- SET PROBLEM
List every line in the rows below that contains the string "white". Case counts, so match only that exact capitalization.

- DATASET EXCERPTS
++++++++++

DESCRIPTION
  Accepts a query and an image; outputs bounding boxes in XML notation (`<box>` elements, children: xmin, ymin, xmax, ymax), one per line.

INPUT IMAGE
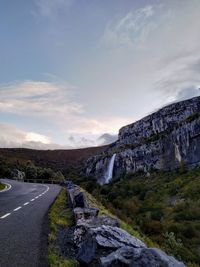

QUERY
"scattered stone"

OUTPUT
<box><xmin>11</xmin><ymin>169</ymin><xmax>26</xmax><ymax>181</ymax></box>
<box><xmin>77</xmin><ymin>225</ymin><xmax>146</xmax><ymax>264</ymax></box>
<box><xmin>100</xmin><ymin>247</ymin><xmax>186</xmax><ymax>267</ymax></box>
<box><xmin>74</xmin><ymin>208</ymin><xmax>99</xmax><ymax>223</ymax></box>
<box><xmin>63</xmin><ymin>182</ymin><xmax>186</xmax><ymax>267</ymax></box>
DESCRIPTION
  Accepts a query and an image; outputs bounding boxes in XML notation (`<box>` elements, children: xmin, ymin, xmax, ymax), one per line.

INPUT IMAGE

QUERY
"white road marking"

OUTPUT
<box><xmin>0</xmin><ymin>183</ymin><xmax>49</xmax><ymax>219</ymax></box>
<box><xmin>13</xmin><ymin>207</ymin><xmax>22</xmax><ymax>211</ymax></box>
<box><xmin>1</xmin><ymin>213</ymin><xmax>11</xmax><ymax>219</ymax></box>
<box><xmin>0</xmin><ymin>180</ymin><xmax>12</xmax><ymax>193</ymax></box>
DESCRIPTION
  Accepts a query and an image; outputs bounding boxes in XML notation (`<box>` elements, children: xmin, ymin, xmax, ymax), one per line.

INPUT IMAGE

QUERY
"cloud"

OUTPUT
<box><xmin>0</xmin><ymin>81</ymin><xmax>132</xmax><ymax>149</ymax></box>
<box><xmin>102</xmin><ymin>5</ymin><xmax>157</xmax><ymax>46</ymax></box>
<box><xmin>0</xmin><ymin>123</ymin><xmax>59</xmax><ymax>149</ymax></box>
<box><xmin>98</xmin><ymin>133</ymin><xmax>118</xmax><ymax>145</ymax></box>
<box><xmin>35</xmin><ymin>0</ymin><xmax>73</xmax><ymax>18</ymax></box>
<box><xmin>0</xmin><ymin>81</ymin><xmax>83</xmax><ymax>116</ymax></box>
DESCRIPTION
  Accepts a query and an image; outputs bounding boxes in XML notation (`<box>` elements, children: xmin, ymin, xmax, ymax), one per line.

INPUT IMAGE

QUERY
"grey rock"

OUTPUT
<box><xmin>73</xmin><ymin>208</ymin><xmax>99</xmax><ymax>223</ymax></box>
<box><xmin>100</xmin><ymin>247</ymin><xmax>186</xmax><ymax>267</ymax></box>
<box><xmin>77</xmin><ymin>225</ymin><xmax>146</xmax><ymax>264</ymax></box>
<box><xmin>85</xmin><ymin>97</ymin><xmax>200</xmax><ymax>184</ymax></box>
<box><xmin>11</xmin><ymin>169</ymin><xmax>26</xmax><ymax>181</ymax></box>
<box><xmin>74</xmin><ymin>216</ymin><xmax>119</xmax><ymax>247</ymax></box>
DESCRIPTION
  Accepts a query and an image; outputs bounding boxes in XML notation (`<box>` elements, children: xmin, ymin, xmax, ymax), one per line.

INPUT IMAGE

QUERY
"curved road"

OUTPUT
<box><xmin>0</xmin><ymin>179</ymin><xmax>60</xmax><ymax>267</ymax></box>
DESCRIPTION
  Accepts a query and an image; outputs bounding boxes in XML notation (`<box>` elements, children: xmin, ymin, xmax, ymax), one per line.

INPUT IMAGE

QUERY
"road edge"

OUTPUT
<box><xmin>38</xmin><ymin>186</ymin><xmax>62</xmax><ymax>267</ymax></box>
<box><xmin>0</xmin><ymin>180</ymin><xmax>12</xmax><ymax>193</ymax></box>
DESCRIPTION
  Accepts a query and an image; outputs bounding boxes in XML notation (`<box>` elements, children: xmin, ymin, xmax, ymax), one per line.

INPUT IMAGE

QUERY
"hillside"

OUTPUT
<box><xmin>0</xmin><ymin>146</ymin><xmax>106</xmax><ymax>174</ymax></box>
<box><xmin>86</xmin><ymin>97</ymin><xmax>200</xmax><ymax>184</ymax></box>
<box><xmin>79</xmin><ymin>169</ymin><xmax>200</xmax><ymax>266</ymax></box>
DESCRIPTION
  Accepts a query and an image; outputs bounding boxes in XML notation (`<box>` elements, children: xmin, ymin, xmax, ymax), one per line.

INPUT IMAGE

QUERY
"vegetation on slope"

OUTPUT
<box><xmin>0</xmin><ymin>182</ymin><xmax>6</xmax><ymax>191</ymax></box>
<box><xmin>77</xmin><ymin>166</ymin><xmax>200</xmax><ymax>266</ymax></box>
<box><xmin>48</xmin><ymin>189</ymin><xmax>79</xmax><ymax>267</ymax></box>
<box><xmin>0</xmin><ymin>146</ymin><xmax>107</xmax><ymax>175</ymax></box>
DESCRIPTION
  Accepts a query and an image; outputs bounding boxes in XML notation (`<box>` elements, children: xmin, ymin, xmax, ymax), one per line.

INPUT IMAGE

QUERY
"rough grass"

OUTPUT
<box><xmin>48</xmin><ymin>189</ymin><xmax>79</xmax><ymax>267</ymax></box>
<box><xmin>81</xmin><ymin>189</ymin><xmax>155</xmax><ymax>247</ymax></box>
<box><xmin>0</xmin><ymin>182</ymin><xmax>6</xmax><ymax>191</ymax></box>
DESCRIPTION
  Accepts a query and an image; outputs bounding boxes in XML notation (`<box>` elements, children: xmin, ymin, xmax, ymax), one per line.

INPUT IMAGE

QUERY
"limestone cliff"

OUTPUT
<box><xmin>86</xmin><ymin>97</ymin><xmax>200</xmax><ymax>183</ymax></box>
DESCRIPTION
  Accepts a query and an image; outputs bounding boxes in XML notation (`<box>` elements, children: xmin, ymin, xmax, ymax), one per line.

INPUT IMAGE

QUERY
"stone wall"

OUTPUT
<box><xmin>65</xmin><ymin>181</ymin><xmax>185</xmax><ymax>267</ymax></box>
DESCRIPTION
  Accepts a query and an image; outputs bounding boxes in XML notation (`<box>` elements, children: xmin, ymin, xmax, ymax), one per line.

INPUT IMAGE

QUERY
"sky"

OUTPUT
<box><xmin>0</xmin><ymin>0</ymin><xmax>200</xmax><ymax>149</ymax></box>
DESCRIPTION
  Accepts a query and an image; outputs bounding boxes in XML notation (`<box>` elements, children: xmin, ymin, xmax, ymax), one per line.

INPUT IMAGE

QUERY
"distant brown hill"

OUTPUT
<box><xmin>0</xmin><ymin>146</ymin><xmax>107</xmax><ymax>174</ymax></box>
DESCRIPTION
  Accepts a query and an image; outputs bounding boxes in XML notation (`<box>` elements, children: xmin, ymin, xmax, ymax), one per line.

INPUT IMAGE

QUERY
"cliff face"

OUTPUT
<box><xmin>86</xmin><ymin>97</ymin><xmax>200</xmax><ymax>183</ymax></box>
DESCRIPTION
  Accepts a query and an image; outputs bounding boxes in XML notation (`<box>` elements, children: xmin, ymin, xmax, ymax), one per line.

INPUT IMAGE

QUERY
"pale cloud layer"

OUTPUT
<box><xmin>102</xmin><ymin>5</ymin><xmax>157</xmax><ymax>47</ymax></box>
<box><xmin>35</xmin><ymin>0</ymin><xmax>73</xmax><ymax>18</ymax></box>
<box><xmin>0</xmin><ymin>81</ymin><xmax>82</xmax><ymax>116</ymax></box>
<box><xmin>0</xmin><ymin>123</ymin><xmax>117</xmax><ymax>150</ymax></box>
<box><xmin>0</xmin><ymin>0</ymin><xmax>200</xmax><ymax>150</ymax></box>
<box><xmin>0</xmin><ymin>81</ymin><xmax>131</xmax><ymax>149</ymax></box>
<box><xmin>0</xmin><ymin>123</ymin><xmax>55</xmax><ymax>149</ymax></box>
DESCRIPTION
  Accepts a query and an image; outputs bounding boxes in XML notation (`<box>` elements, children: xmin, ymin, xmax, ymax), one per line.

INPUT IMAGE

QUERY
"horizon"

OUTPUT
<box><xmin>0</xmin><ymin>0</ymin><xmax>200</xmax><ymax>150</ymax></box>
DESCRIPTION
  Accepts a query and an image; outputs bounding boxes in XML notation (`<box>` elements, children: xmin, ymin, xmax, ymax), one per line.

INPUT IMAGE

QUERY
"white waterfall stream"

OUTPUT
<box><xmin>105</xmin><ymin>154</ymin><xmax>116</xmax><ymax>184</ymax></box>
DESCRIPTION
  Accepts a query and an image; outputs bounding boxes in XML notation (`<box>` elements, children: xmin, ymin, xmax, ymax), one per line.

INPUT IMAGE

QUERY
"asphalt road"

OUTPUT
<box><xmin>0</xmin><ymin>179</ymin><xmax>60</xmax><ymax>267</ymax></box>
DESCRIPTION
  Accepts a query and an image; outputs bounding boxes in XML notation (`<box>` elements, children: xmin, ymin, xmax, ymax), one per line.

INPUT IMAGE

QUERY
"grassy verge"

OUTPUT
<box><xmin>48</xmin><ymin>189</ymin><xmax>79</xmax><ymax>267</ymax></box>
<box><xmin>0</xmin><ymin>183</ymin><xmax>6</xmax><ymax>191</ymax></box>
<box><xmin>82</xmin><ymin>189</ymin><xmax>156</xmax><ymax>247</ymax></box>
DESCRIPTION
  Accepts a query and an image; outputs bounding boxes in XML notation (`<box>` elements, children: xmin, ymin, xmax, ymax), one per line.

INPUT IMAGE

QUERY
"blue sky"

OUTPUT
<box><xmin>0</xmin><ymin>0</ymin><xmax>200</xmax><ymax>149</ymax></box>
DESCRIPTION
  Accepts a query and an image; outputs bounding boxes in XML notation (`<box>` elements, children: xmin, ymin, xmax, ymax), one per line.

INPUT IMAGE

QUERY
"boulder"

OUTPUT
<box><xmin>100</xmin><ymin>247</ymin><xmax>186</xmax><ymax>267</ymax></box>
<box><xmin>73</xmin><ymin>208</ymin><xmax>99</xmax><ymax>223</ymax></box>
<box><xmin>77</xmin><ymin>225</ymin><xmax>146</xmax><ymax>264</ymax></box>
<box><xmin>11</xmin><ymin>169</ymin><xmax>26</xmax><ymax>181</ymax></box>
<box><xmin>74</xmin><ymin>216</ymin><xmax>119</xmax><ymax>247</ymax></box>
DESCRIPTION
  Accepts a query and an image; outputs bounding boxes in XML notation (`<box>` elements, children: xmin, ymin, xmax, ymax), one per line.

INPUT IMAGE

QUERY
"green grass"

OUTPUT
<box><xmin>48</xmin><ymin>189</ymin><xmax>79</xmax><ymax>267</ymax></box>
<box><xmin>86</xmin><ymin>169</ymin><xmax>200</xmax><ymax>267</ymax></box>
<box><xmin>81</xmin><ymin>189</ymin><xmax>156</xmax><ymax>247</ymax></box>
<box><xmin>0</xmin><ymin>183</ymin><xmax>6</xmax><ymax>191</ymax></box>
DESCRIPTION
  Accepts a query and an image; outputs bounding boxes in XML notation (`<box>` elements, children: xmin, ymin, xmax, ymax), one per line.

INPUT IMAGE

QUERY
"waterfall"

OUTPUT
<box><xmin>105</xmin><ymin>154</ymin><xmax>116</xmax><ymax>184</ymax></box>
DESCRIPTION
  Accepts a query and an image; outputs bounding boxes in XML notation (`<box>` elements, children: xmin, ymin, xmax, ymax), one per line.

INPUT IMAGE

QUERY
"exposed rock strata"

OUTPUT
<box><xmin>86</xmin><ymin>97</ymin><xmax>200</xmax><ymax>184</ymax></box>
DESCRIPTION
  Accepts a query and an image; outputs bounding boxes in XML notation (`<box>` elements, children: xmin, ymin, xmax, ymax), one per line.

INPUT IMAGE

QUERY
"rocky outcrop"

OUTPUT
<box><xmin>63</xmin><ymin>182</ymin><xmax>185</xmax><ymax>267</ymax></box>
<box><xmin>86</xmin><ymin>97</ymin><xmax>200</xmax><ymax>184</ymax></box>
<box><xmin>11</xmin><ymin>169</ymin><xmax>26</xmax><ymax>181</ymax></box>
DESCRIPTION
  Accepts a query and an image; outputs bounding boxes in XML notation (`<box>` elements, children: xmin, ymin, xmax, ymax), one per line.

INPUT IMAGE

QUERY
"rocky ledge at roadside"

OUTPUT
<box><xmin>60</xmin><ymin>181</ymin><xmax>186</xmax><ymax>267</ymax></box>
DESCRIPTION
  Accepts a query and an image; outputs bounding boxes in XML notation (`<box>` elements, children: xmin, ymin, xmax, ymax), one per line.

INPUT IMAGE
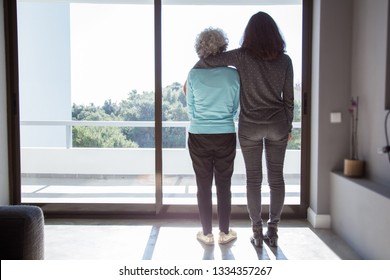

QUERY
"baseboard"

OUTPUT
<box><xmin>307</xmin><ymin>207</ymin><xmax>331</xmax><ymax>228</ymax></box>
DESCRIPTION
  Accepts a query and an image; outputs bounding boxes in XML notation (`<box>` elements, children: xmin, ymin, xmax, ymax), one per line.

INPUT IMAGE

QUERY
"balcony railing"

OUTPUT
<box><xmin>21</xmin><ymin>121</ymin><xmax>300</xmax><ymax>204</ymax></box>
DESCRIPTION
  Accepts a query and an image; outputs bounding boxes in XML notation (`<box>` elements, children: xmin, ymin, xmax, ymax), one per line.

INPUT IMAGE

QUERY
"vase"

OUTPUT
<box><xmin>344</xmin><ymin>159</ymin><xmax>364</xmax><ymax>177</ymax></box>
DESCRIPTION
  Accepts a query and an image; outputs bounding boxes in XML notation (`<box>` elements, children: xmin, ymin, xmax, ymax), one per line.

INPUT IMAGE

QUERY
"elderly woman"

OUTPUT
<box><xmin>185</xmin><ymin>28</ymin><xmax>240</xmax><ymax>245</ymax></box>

++++++++++

- EXERCISE SOLUTION
"white road marking"
"white waterfall stream"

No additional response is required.